**What you should do**
Across the material below, how many lines contain the word "instance"? Give only the number.

**Entries provided**
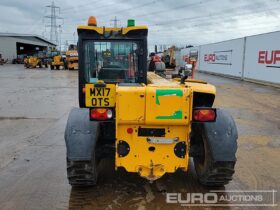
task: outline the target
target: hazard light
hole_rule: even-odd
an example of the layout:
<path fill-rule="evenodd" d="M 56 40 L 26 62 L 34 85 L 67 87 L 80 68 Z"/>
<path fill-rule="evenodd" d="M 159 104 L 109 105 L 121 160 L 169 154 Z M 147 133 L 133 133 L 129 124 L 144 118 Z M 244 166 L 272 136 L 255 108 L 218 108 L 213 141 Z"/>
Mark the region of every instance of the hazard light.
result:
<path fill-rule="evenodd" d="M 196 108 L 193 110 L 194 122 L 213 122 L 216 121 L 216 109 Z"/>
<path fill-rule="evenodd" d="M 90 110 L 91 120 L 109 120 L 112 119 L 113 112 L 108 108 L 94 108 Z"/>
<path fill-rule="evenodd" d="M 94 16 L 88 18 L 88 26 L 97 26 L 96 18 Z"/>

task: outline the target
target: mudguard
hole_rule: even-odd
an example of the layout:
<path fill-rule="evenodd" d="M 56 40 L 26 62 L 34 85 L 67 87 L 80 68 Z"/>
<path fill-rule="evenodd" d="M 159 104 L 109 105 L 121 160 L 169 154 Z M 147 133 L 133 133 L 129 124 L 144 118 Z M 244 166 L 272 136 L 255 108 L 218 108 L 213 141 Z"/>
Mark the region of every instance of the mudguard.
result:
<path fill-rule="evenodd" d="M 73 108 L 65 129 L 67 159 L 91 160 L 99 134 L 99 123 L 89 120 L 89 110 Z"/>
<path fill-rule="evenodd" d="M 217 109 L 216 122 L 203 123 L 213 161 L 236 161 L 237 128 L 231 115 Z"/>

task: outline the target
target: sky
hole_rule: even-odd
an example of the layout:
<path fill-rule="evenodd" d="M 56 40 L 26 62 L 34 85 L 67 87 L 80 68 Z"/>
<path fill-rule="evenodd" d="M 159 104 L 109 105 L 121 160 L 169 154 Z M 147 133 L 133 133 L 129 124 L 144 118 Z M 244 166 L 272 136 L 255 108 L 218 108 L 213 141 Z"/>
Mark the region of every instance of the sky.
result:
<path fill-rule="evenodd" d="M 1 0 L 0 32 L 50 39 L 51 0 Z M 280 30 L 280 0 L 55 0 L 58 40 L 77 41 L 76 28 L 90 15 L 98 26 L 125 27 L 127 19 L 149 27 L 148 44 L 201 45 Z"/>

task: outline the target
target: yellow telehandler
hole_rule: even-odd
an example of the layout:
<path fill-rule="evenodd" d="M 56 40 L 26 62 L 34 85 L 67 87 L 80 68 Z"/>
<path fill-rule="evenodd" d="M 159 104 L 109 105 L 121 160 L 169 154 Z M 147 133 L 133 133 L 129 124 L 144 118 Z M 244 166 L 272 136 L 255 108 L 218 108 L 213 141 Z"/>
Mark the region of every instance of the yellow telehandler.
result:
<path fill-rule="evenodd" d="M 216 89 L 205 81 L 165 79 L 147 72 L 146 26 L 98 27 L 91 16 L 78 27 L 79 108 L 66 129 L 67 176 L 72 186 L 97 184 L 100 160 L 154 181 L 188 171 L 223 186 L 234 173 L 237 129 L 213 108 Z M 187 181 L 187 180 L 186 180 Z"/>

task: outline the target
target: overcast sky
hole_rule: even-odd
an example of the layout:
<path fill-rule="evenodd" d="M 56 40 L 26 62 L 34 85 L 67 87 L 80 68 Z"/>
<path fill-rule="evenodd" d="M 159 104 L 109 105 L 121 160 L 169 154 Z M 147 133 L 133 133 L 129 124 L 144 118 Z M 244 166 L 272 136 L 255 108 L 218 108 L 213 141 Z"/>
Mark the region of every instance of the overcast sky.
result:
<path fill-rule="evenodd" d="M 49 0 L 1 0 L 0 32 L 35 33 L 49 38 Z M 135 19 L 149 27 L 149 45 L 206 44 L 280 30 L 279 0 L 56 0 L 61 40 L 77 41 L 77 25 L 95 15 L 98 25 Z M 58 12 L 58 11 L 57 11 Z M 75 34 L 74 34 L 75 33 Z"/>

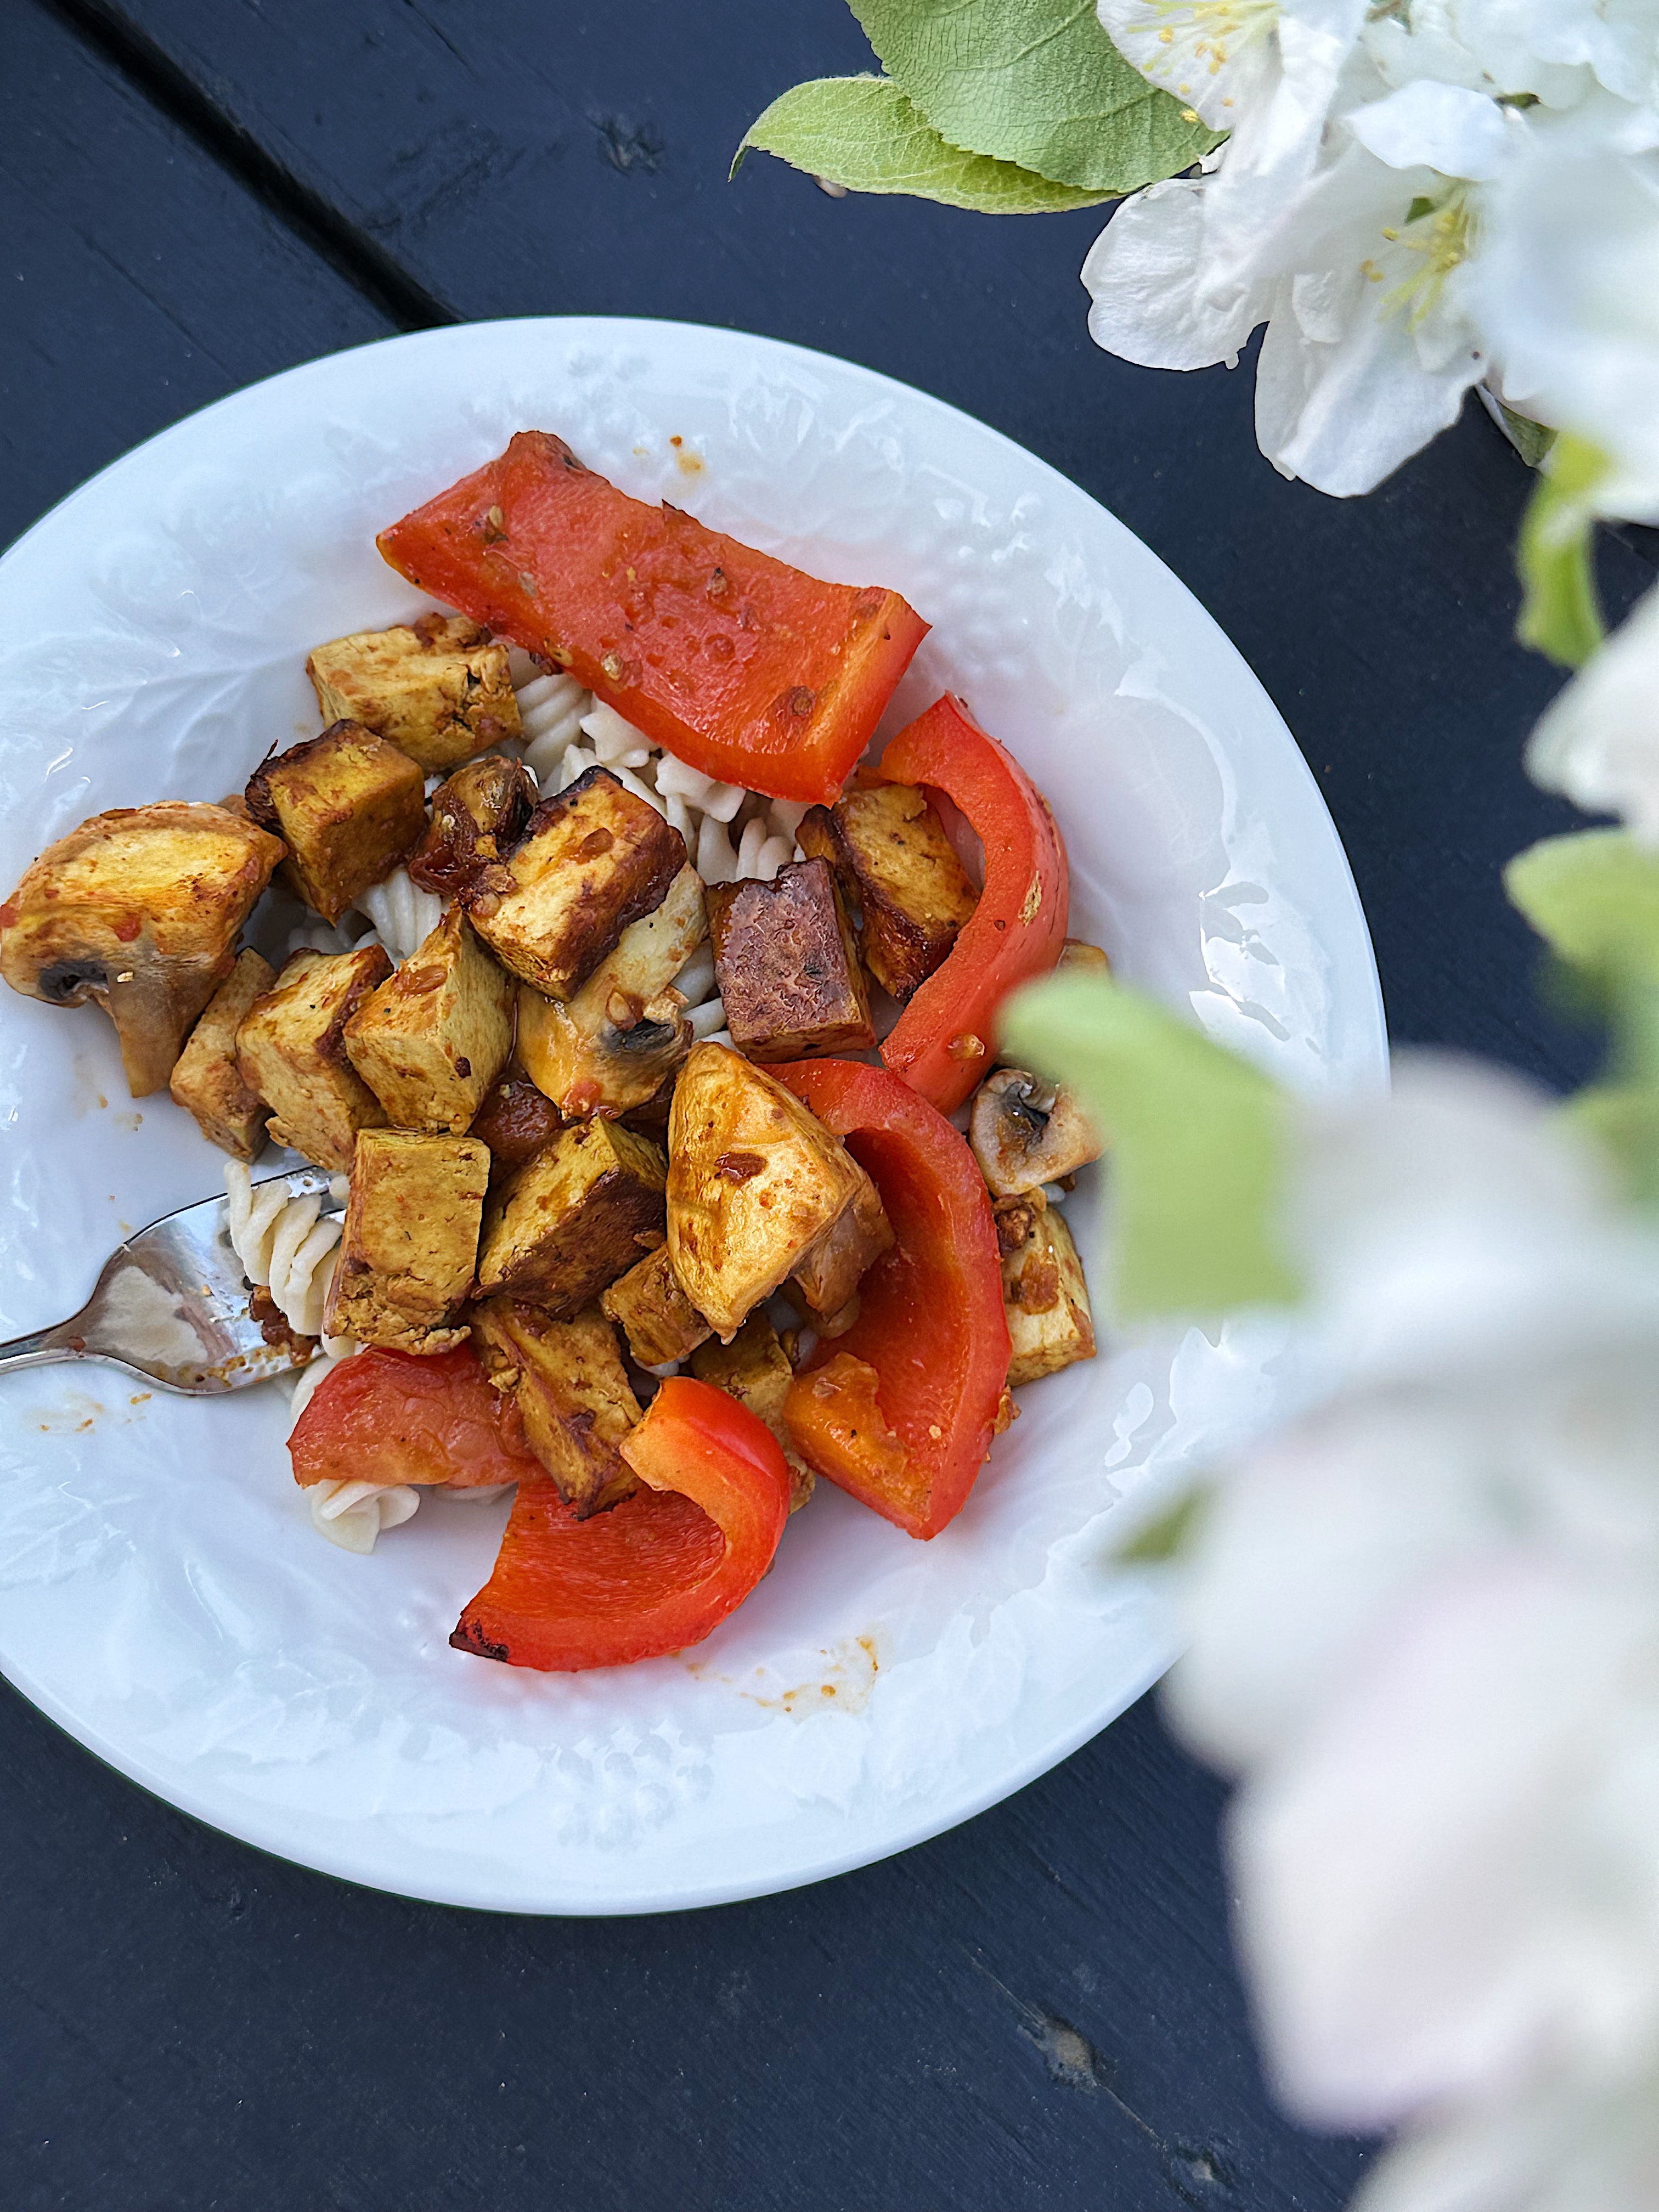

**Written reply**
5